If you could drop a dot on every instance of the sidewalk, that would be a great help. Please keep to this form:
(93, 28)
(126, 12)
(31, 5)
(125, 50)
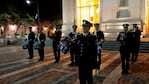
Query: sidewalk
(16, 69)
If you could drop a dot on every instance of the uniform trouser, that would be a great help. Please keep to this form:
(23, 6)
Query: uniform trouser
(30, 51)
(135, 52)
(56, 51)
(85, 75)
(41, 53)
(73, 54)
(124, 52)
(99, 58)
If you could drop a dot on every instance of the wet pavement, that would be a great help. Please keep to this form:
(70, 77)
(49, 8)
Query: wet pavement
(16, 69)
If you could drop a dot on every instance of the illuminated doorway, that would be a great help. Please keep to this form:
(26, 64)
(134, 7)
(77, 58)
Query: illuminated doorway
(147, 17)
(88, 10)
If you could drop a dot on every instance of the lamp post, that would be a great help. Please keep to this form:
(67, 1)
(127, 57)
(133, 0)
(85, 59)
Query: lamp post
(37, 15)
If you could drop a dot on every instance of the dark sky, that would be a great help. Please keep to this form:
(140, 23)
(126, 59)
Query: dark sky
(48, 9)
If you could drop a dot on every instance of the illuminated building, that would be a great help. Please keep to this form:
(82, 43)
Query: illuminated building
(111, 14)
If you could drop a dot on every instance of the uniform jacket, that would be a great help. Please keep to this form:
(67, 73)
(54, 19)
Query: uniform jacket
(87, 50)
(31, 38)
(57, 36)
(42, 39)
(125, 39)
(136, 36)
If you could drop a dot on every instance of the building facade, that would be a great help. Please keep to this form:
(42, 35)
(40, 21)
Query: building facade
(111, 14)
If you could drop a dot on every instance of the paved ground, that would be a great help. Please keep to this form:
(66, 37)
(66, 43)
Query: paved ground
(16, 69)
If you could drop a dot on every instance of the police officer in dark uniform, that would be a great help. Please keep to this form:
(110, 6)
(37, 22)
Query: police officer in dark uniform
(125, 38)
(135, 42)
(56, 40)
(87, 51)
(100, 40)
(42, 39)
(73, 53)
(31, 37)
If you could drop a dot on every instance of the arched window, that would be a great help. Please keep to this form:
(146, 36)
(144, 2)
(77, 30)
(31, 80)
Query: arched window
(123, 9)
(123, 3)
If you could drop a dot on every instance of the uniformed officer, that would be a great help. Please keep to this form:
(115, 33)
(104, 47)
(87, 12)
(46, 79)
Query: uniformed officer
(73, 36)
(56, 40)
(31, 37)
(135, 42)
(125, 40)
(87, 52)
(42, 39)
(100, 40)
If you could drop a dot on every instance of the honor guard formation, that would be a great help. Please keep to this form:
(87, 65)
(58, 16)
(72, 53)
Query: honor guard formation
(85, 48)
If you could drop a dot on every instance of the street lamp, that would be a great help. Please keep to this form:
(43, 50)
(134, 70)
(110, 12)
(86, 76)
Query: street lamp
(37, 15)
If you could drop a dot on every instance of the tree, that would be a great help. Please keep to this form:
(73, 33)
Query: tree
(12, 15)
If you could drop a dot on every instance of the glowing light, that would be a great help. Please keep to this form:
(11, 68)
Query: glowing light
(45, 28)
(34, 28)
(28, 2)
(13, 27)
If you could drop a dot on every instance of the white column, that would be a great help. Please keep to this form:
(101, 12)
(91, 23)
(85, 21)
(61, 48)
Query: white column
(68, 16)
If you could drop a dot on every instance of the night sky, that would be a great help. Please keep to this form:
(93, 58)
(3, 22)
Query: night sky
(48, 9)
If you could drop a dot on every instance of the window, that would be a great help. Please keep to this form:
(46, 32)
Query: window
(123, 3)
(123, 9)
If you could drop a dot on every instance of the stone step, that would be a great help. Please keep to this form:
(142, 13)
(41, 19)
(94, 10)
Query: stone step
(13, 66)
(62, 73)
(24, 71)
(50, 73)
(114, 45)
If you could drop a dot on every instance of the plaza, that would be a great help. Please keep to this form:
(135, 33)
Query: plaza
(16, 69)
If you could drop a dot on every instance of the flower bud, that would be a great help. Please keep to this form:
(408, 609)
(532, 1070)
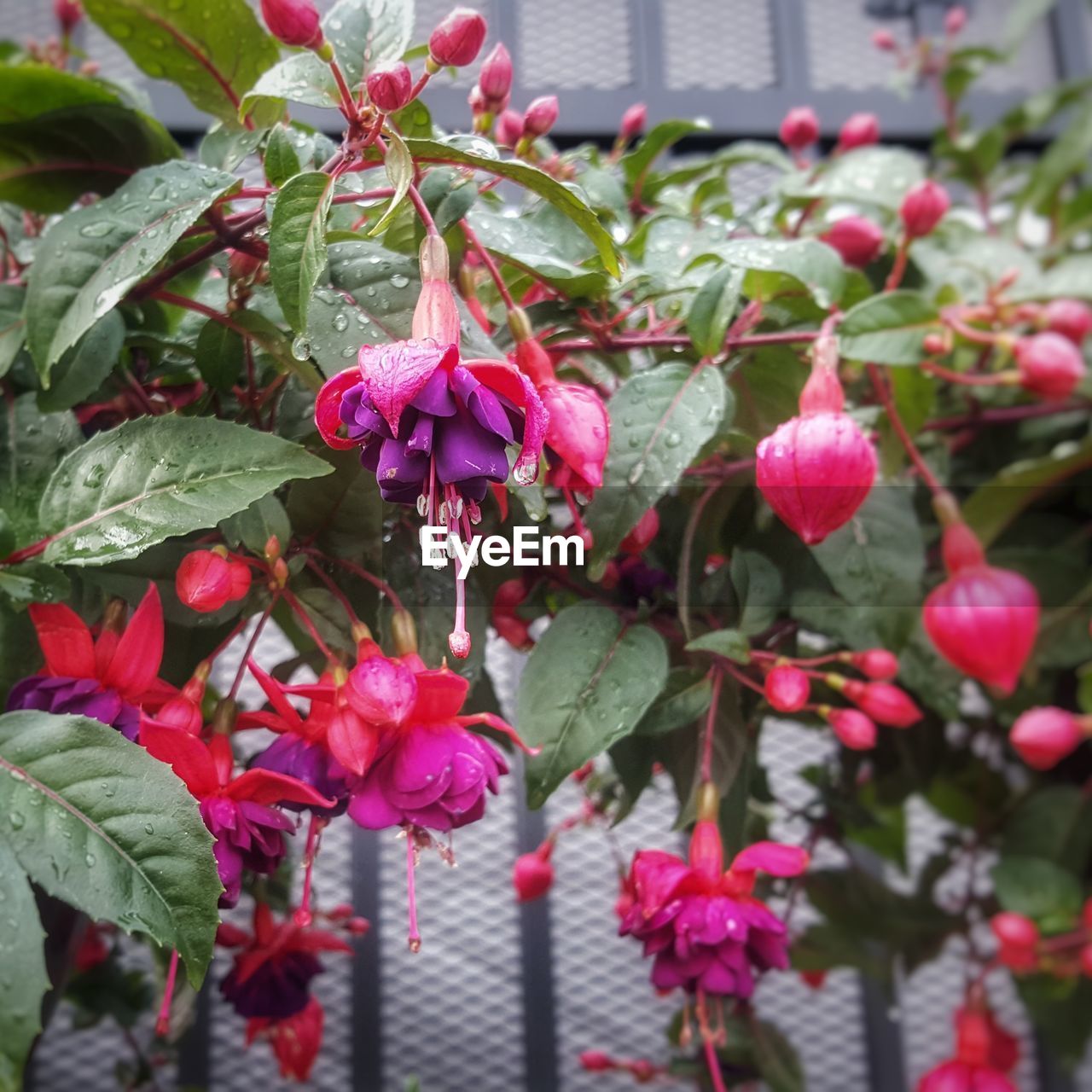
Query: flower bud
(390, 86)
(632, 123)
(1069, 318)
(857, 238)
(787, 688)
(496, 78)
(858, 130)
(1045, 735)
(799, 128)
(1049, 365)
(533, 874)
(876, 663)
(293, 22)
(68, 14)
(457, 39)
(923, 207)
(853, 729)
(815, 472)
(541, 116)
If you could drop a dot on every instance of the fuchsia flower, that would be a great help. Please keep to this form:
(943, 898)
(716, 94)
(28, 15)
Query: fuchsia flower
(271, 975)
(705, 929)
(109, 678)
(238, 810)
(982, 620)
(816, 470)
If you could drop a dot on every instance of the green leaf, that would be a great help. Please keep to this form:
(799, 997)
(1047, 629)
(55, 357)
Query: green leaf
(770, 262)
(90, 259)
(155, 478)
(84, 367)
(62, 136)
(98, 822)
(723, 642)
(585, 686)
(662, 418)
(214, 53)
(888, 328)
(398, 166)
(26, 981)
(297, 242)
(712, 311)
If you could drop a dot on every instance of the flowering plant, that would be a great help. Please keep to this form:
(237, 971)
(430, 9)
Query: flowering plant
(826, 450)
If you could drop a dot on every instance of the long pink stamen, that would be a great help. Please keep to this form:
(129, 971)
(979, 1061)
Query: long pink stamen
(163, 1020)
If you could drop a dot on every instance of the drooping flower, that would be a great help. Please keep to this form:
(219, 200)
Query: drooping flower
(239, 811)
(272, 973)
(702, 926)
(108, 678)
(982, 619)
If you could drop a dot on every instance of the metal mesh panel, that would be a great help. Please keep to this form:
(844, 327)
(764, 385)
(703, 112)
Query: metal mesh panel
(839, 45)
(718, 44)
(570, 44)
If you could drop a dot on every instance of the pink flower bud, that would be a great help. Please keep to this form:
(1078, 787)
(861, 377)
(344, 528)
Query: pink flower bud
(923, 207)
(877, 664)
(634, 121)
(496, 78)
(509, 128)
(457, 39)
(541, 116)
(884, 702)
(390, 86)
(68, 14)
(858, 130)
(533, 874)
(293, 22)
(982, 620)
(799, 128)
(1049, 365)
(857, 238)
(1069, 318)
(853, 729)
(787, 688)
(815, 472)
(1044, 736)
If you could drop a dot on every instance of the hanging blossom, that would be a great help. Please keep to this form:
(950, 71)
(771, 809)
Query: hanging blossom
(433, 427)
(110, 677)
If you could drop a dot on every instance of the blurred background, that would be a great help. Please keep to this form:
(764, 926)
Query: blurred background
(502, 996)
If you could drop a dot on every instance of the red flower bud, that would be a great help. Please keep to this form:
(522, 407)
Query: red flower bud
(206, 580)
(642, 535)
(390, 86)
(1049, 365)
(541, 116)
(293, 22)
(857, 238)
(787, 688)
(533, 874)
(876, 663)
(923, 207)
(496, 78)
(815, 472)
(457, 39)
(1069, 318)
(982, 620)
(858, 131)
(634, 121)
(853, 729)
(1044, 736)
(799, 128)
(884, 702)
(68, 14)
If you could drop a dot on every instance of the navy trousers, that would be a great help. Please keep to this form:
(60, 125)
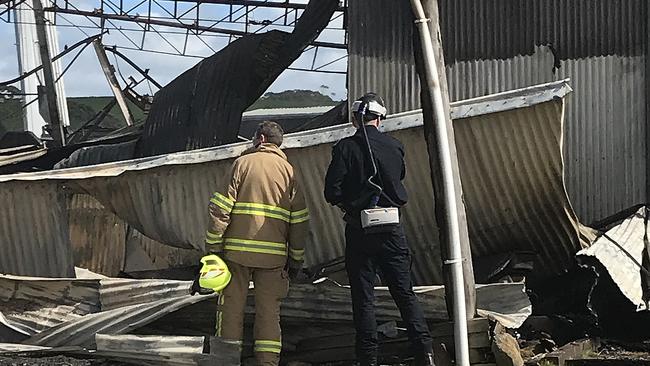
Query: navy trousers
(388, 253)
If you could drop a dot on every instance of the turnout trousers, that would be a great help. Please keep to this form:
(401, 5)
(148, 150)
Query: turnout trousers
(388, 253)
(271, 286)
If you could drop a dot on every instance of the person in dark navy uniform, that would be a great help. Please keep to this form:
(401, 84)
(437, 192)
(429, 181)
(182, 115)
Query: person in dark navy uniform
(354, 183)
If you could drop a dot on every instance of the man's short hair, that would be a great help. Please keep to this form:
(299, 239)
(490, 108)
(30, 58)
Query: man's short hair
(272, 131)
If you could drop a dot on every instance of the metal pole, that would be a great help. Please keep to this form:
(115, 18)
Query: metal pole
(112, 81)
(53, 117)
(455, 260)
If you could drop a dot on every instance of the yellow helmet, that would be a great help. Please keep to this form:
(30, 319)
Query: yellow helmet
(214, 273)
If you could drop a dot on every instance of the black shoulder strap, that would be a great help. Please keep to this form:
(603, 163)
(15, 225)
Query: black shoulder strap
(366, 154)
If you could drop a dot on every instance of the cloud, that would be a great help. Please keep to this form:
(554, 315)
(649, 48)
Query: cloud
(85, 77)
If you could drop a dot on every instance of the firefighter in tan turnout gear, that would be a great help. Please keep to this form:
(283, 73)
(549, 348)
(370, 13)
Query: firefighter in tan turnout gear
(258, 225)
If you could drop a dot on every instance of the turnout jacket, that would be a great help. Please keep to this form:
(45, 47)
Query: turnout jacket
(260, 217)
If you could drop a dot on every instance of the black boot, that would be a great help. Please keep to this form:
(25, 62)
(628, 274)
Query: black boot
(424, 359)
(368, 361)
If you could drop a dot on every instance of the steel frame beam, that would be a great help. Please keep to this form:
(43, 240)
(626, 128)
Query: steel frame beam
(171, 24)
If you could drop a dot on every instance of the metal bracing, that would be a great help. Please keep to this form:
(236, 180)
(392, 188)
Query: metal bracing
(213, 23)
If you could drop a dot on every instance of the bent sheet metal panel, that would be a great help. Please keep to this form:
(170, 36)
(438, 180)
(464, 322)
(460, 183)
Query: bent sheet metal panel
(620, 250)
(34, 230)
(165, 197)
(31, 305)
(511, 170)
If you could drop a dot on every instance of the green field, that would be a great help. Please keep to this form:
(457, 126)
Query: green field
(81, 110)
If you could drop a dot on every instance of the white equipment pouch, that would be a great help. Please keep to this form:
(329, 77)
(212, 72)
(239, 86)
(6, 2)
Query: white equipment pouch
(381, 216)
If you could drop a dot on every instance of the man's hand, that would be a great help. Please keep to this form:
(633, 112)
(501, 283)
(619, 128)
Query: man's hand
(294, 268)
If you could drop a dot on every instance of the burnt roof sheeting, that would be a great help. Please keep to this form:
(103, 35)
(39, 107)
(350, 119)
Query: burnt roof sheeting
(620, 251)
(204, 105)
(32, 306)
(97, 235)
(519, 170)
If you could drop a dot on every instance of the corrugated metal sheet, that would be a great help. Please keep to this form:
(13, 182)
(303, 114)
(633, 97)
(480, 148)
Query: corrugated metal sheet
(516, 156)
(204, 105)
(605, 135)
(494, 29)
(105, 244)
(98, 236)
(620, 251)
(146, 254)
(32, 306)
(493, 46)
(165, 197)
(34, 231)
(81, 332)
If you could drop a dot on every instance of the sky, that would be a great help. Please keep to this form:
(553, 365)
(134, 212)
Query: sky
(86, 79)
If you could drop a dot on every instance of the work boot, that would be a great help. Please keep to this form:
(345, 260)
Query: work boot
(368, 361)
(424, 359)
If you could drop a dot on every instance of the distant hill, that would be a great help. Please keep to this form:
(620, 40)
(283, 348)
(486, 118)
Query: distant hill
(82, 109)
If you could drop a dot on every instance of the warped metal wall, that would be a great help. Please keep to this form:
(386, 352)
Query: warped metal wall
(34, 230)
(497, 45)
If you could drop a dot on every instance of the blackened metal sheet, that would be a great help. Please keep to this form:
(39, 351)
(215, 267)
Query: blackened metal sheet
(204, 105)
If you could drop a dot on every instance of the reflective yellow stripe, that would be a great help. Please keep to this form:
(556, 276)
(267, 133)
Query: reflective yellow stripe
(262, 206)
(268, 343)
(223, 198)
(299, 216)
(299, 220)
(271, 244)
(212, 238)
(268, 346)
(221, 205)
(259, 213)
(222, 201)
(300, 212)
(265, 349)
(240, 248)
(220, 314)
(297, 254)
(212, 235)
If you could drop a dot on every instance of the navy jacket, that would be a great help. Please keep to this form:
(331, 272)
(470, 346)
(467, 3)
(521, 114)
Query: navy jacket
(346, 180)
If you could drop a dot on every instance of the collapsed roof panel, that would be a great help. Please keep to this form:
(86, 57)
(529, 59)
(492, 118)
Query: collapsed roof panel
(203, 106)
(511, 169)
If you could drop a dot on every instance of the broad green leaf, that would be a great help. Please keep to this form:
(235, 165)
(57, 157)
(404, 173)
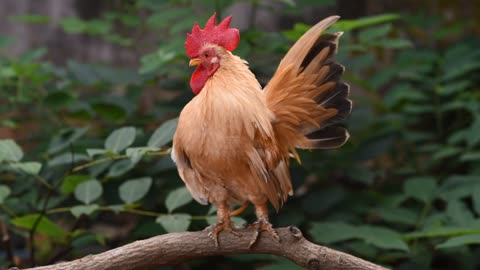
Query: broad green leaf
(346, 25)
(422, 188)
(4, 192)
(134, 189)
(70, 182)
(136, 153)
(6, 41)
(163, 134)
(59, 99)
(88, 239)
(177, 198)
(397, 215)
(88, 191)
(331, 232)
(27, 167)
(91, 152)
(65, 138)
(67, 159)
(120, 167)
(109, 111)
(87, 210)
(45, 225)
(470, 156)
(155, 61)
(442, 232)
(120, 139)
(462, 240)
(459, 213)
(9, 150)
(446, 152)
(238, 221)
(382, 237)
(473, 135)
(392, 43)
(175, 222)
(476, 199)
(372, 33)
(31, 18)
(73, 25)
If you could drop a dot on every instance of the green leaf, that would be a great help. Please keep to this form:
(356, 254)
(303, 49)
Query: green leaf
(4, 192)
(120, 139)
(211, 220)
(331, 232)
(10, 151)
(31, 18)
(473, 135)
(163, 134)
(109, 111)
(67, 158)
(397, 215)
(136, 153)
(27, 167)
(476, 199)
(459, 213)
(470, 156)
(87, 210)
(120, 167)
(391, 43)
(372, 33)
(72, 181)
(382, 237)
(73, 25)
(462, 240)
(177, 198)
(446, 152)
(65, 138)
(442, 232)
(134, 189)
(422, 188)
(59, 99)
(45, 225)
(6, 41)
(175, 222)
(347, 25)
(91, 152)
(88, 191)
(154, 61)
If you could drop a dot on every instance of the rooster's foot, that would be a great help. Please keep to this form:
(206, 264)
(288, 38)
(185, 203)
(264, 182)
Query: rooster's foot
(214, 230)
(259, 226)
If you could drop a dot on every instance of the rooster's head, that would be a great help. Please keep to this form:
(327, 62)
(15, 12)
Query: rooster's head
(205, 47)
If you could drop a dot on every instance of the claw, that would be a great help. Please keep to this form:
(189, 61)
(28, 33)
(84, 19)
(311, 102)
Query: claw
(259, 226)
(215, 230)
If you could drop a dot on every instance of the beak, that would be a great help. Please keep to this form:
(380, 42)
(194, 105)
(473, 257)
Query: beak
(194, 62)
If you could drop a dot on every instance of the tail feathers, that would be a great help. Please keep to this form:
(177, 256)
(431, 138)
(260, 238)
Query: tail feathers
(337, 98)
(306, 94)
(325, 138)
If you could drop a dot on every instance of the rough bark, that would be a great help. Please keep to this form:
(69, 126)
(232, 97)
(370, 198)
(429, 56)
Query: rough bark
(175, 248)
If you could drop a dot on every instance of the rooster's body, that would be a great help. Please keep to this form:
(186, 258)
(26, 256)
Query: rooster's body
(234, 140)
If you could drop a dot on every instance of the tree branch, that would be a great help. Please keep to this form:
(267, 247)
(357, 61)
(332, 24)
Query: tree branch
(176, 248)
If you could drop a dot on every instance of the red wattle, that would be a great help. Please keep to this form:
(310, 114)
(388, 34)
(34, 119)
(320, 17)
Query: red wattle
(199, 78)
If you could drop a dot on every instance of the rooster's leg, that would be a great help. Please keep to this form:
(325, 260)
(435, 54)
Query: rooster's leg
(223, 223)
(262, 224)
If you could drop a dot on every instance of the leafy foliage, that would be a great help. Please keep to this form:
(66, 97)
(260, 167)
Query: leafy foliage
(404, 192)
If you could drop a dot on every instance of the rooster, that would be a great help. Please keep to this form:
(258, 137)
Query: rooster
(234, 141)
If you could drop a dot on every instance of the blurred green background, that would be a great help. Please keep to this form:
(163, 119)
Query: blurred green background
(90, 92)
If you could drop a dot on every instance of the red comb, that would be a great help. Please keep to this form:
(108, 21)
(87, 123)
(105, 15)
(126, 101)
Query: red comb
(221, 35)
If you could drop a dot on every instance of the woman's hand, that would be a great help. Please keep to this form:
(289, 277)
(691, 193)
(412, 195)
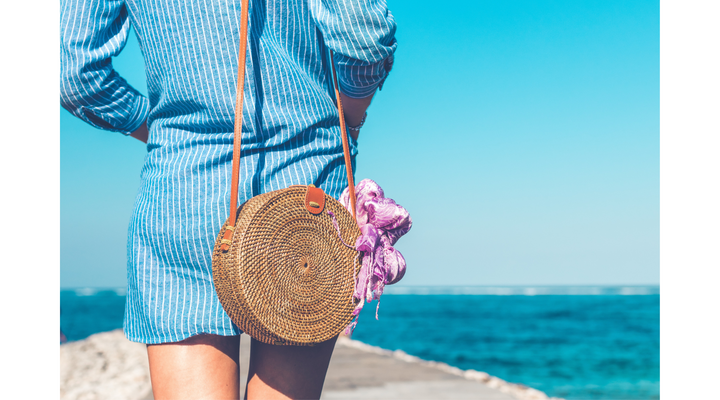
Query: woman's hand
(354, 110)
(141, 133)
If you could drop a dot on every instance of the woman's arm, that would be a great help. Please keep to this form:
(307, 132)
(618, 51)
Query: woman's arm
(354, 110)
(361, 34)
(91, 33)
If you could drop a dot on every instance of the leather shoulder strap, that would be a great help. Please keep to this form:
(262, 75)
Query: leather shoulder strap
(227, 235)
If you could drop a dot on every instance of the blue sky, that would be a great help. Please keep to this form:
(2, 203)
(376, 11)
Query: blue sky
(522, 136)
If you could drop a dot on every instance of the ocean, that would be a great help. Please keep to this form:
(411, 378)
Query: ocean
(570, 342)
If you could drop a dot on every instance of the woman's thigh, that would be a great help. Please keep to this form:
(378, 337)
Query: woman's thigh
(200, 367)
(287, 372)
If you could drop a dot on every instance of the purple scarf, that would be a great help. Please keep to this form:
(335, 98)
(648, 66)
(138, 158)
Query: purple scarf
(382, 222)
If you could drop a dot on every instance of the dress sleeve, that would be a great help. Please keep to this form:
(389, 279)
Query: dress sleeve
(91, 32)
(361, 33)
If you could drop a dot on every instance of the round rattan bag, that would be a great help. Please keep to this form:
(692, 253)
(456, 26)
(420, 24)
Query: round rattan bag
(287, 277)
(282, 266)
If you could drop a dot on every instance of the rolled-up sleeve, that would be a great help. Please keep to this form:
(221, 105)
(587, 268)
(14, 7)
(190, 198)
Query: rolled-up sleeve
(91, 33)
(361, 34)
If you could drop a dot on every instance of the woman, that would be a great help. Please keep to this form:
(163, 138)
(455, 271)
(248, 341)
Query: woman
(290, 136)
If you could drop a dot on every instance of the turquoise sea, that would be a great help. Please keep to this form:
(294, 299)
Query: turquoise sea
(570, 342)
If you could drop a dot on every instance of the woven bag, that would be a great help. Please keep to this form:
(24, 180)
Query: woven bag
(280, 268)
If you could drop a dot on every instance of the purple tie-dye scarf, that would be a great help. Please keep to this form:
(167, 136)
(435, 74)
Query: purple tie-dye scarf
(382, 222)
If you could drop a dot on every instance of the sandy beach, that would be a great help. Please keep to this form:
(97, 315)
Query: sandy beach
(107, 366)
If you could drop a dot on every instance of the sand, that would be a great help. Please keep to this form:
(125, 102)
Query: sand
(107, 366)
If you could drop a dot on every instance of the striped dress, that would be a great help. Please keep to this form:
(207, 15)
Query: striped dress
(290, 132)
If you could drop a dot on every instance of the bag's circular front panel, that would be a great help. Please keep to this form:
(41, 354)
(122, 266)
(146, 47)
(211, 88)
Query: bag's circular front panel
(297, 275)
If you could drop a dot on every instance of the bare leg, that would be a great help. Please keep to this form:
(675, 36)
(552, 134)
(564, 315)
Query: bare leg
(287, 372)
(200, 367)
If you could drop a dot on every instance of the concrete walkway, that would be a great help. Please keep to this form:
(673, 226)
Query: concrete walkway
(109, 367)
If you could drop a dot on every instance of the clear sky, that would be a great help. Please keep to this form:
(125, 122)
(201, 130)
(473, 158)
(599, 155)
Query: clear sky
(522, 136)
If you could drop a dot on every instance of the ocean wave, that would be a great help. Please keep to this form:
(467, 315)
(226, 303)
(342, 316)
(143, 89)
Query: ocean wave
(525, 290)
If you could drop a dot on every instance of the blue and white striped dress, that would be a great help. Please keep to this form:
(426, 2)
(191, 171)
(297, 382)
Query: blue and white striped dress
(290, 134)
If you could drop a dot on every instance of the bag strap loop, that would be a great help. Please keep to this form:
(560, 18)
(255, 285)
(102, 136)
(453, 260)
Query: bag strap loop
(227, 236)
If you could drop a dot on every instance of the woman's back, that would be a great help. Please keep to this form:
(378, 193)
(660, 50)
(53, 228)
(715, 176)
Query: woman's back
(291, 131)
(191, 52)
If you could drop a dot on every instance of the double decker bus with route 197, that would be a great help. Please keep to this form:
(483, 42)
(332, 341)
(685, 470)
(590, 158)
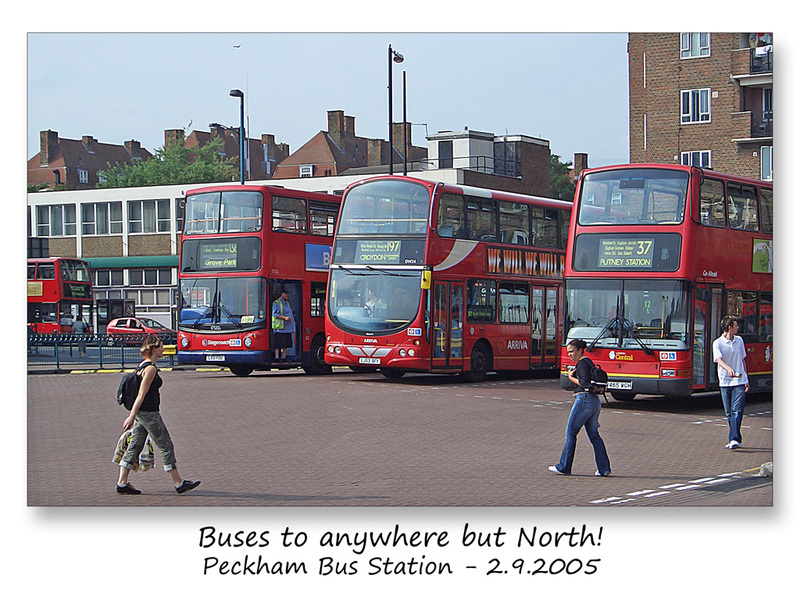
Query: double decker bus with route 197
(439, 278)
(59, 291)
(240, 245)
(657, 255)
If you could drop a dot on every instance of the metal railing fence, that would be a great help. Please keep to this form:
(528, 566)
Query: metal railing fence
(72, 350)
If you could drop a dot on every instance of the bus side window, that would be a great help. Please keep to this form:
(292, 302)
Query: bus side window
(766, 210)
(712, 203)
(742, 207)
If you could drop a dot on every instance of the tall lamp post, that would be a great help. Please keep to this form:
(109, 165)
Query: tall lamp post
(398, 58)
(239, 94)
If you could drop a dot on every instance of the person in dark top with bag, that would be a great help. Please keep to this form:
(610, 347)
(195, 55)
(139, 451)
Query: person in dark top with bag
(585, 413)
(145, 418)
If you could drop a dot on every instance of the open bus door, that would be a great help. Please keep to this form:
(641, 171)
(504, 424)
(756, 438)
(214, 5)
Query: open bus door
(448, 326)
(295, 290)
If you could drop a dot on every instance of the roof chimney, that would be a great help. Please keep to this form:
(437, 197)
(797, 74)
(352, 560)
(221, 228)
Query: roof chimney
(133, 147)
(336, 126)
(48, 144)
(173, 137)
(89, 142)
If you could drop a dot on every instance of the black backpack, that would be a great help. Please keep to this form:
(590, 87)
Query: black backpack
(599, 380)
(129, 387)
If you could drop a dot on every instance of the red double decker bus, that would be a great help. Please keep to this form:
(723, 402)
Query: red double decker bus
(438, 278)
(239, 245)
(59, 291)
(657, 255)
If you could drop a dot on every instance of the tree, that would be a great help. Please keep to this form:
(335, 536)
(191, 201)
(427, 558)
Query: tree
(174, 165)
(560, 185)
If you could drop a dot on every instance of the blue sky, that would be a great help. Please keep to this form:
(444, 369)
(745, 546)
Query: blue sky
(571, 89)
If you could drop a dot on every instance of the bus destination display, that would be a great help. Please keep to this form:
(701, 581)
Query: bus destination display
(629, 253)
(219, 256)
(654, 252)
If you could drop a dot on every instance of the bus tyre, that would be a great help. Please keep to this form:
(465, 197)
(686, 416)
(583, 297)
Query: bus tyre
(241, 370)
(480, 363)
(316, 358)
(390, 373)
•••
*ASSIGNMENT*
Only an exact copy is needed: the lines from the opening of the listing through the line with "wet pavement, that", both included, minus the pictures.

*EXERCISE RESULT*
If you could drop a dot on every instance of the sidewalk, that would be a great help. Please keep to this form:
(93, 28)
(126, 12)
(31, 5)
(125, 50)
Query: sidewalk
(16, 69)
If you could drop a dot on every instance of the uniform trouser, that would be a great help. Please keep to this form:
(23, 6)
Query: uniform trouser
(30, 51)
(135, 52)
(56, 51)
(85, 75)
(41, 53)
(73, 54)
(124, 52)
(99, 58)
If you could drop a dot on every instance of the wet pavement, that would be a great help. Please keep to this form:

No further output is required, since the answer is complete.